## Exercise material
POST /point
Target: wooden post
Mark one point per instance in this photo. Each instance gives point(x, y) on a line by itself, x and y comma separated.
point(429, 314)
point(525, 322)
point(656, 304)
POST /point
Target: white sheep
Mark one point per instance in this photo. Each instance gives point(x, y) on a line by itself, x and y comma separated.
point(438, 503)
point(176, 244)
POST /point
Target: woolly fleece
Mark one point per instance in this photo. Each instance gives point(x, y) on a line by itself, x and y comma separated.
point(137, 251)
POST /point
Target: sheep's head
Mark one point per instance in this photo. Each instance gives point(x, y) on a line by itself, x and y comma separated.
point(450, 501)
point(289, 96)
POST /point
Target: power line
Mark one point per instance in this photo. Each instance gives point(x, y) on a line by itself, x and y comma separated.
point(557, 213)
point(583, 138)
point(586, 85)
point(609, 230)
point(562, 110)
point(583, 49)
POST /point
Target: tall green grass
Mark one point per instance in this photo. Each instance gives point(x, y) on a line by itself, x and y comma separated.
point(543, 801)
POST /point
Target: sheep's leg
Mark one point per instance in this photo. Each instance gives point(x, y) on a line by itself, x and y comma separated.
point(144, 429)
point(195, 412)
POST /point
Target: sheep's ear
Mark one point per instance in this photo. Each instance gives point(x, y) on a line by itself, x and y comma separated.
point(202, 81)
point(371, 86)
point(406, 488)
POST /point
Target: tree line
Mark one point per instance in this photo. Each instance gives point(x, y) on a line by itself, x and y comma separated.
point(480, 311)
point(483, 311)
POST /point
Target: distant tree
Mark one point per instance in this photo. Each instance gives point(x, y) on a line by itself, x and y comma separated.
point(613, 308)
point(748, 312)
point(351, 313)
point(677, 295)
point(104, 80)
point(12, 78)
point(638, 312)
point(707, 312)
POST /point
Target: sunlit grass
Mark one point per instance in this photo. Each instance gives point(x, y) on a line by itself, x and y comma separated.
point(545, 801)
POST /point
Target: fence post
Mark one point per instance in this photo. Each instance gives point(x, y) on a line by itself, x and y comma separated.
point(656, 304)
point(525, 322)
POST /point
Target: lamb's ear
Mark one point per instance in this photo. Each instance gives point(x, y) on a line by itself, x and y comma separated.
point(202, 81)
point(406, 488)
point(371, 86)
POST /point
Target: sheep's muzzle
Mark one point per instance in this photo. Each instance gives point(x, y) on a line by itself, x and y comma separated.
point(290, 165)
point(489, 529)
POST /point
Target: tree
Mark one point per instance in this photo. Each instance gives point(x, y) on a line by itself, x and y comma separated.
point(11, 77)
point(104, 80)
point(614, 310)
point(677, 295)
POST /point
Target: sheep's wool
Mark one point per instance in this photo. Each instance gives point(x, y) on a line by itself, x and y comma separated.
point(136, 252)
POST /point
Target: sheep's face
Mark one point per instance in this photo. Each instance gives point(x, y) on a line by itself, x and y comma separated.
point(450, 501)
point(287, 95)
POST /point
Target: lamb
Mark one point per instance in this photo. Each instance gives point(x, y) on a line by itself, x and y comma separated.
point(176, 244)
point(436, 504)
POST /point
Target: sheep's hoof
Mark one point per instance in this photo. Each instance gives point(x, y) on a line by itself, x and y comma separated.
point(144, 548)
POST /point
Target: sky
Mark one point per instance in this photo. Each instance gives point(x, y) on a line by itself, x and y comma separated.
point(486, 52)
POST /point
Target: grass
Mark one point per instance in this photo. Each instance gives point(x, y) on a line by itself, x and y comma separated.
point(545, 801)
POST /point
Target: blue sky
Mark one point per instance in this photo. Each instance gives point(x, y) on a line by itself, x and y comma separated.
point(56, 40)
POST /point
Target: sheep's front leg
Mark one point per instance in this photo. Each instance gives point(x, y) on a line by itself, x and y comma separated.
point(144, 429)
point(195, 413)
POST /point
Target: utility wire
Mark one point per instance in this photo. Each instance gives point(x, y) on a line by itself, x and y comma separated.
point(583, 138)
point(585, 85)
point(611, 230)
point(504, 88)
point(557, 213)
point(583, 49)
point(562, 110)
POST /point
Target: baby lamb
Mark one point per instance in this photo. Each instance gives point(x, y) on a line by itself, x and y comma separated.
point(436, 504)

## Set problem
Select every line of the listing above that contains the string "lamb", treating case as significant.

## Response
Target: lamb's ear
Target: lamb
Target: baby lamb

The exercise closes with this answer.